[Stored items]

━━━━━━━━━━━━━━━━━━━━━━━━━━━━━━

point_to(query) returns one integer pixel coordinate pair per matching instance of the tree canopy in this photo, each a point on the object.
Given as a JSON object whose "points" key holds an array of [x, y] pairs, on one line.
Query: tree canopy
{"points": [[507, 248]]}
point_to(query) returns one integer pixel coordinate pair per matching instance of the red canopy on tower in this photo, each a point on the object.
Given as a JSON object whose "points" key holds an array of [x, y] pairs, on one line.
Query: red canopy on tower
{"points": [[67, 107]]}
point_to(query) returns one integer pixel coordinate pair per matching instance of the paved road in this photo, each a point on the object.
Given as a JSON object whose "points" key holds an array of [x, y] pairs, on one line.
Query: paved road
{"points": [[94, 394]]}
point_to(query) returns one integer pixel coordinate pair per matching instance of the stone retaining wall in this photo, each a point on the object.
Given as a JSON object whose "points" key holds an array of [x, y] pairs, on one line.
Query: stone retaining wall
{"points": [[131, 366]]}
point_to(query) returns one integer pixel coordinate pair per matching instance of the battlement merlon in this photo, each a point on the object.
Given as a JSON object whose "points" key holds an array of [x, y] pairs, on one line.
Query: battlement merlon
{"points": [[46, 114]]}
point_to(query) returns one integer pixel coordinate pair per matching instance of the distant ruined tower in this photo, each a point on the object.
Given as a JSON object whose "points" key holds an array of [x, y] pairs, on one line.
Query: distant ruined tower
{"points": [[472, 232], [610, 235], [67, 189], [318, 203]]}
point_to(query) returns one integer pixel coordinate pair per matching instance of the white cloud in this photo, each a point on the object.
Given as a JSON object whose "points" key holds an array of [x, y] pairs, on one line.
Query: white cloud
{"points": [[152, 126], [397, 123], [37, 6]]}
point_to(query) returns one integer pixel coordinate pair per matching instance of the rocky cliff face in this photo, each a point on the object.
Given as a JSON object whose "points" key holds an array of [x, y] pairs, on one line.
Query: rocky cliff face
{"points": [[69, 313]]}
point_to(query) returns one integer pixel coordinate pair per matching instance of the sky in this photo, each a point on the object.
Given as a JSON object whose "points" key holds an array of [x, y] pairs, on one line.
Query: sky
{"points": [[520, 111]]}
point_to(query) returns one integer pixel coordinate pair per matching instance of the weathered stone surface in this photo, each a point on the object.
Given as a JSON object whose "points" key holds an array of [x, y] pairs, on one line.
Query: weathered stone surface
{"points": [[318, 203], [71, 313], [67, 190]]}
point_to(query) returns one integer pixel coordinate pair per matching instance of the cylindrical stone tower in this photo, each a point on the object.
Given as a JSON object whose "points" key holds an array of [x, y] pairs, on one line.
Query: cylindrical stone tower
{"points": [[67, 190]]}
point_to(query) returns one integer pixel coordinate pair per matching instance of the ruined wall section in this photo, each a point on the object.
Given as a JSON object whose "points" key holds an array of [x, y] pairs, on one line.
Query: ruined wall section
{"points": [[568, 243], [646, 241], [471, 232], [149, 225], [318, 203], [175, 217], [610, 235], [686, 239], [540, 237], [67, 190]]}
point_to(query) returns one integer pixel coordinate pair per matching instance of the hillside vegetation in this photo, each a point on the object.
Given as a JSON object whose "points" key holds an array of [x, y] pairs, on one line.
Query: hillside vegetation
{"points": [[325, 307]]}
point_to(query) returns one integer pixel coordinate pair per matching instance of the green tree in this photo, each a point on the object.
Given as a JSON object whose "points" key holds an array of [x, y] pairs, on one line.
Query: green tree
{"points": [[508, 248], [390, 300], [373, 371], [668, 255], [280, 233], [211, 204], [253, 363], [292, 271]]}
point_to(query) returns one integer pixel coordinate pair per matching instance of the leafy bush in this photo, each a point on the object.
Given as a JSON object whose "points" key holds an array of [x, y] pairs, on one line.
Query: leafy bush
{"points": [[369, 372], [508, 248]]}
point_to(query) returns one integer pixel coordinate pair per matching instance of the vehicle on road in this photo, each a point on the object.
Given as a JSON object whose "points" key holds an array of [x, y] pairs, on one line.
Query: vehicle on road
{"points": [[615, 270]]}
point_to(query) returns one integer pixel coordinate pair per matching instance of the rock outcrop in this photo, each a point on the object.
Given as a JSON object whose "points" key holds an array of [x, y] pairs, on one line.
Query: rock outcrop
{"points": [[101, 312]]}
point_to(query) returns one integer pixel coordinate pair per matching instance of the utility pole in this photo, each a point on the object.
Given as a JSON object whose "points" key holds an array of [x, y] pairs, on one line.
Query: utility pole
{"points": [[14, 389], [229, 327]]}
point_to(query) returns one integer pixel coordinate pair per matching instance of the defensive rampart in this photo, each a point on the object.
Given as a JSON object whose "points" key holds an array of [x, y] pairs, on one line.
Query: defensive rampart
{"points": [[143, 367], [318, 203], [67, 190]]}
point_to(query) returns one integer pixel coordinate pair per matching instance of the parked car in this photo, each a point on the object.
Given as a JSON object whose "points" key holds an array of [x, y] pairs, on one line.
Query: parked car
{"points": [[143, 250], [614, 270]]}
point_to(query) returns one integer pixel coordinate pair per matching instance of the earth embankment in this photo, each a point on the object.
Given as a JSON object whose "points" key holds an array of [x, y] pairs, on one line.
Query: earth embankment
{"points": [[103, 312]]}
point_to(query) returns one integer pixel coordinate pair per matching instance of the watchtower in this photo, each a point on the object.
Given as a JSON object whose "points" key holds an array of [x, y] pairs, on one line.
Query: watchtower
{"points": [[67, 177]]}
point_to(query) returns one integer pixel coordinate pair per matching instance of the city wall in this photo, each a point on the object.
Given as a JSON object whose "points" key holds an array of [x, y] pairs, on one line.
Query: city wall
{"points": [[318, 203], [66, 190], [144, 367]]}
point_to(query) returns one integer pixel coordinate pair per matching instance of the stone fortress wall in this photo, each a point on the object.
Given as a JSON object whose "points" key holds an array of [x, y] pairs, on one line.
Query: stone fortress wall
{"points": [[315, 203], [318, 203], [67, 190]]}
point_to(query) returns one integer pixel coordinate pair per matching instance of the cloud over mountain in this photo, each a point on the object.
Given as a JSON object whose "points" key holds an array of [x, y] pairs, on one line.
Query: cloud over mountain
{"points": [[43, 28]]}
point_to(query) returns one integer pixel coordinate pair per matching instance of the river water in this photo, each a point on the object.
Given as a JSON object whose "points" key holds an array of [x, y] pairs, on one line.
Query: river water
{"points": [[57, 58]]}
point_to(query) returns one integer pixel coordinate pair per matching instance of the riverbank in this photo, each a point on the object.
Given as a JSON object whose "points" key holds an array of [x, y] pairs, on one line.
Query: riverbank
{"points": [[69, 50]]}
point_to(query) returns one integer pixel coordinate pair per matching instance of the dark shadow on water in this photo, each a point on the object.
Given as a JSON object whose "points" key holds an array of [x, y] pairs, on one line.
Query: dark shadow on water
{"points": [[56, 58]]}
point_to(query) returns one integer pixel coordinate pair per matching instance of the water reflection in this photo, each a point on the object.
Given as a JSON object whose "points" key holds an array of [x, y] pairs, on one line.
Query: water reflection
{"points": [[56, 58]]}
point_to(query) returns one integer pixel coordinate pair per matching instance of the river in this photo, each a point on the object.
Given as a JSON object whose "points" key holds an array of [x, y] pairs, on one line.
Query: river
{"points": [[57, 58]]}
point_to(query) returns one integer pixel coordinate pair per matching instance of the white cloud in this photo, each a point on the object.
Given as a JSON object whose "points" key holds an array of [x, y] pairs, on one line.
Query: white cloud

━━━━━━━━━━━━━━━━━━━━━━━━━━━━━━

§ **Work instructions**
Give the lines from the one containing "of the dark" through the end of the entries again, exactly as written and with no other lines.

§ **Task result**
point_to(query) returns one integer pixel coordinate pair per matching instance of the dark shadow on water in this photo, each a point on the object.
Given as a JSON object whose "points" key holds an array of [x, y] pairs, on one line.
Query: dark shadow on water
{"points": [[56, 58]]}
point_to(query) returns one integer pixel coordinate pair per matching instance of the water reflection in this photo, each a point on the object.
Given as a JSON object whose "points" key holds an array of [x, y] pairs, on one line.
Query: water reflection
{"points": [[56, 58]]}
point_to(query) returns one integer pixel coordinate pair per matching instance of the river in this photo, each a point on the object.
Given as a JSON object whose "points" key holds an array of [x, y] pairs, on one line.
Query: river
{"points": [[57, 58]]}
point_to(query) returns one integer pixel coordinate pair per matching instance of the white cloud in this photo, each a point on the object.
Given as a JSON object whose "points" key holds an array of [x, y] pairs, on one line.
Query: white cloud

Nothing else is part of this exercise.